(PASSAGE SHOWN):
----------------

Deputy President William Ruto has promised to increase funding for loans to the Agricultural Finance Corporation (AFC) from Sh5 billion to Sh20 billion, reduce interest rates and remove the need for collateral if he wins in August.
The DP, who was leading the Kenya Kwanza Kajiado County economic forum, said he will reduce the interest rate to 5 per cent from the current 18 per cent.
“We want farmers to access a reasonable amount of money that can improve their livelihood,” he said.
He added that farmers should not be asked for collateral when taking out an AFC loan, and the only requirement should be that one is registered under a cooperative society. Dr Ruto reaffirmed his commitment to empower Kajiado farmers economically to boost their livelihoods.
The DP was accompanied by other Kenya Kwanza luminaries including his running mate Rigathi Gachagua, Musalia Mudavadi (ANC), Moses Wetang’ula (Ford Kenya) and Machakos Governor Alfred Mutua, among other political leaders.
During the session, persistent drought, livestock diseases, low milk prices, lack of market for beadwork, land conflicts and cross border business emerged as the key challenges.
The DP said that to mitigate adverse drought effects, his government will invest in drilling for water, hay harvesting and a lucrative livestock off-take program.

----------------

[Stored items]
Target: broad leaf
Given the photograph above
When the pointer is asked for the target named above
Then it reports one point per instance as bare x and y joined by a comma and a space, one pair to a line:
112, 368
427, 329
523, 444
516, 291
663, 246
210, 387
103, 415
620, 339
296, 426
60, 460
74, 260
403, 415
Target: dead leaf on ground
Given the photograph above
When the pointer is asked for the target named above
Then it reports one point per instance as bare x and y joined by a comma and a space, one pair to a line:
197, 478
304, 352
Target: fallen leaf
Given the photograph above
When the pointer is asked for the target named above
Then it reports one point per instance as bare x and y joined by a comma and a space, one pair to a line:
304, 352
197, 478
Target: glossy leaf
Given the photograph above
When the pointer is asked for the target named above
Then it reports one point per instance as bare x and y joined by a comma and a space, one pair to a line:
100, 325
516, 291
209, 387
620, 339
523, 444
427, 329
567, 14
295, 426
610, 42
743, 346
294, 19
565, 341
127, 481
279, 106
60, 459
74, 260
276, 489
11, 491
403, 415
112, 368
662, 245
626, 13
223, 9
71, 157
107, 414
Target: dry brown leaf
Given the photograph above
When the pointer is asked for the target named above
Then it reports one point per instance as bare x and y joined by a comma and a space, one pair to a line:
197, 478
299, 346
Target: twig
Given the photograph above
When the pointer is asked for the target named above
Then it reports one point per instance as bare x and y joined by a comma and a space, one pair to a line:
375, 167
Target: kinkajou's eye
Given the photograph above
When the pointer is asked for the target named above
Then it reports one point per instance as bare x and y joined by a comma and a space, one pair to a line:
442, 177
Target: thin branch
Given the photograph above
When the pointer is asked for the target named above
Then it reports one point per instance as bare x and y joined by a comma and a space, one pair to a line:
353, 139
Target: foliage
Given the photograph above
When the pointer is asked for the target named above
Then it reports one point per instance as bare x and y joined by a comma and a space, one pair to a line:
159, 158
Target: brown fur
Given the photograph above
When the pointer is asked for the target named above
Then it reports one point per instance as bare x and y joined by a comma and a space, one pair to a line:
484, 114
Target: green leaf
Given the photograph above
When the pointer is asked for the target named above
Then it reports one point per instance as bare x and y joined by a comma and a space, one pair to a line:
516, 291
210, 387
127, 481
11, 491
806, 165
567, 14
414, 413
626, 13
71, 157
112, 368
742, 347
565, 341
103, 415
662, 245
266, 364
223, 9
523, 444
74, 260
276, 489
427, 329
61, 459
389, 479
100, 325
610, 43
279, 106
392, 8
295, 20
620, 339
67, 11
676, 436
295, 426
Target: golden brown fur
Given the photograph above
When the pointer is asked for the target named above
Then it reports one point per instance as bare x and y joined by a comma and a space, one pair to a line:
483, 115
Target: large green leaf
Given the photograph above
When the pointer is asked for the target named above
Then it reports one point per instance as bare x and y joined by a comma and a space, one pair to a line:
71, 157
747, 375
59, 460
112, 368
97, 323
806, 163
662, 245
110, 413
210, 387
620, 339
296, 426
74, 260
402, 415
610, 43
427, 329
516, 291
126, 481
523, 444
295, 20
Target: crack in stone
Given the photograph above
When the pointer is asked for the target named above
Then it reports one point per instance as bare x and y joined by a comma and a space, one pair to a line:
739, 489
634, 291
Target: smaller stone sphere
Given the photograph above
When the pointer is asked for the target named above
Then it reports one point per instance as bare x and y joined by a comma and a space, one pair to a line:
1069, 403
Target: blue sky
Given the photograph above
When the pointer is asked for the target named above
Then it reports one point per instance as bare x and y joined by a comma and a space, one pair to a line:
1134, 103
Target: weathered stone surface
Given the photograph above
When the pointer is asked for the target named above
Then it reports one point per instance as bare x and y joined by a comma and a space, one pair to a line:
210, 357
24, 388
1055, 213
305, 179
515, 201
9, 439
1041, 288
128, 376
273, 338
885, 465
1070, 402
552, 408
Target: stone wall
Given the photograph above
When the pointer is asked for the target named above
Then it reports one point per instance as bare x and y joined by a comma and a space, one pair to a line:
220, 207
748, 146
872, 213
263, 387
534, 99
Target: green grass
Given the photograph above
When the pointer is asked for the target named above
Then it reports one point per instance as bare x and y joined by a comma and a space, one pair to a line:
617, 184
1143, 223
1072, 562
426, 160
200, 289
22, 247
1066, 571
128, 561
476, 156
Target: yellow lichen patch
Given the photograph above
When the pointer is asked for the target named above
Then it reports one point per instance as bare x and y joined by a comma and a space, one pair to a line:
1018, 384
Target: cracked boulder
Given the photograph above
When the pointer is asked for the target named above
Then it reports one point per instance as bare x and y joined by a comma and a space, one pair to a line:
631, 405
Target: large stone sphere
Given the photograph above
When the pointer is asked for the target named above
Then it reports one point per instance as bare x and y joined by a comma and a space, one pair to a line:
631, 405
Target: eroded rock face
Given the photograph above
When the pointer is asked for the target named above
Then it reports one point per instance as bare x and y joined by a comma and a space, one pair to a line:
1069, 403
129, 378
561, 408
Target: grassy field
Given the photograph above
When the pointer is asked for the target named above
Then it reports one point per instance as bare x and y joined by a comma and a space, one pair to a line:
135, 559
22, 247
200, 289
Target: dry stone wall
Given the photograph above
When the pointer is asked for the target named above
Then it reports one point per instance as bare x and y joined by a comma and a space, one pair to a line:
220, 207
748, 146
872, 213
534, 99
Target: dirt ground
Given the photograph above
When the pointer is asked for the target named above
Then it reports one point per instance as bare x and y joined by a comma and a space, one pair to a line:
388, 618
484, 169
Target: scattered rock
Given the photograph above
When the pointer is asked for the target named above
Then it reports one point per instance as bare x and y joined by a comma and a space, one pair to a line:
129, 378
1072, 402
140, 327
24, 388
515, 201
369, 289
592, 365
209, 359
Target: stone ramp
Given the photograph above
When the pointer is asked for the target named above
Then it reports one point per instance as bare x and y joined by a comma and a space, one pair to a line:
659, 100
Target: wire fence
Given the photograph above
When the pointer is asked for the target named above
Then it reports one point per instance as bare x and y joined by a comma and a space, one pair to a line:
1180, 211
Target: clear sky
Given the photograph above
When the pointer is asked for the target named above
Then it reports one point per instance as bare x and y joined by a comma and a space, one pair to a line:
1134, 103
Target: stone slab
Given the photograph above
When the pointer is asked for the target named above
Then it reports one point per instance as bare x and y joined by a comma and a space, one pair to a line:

----------------

List every challenge that the article on Ruto's farm loan pledge names as a key challenge raised during the Kajiado session.

- Persistent drought
- Livestock diseases
- Low milk prices
- Lack of market for beadwork
- Land conflicts
- Cross border business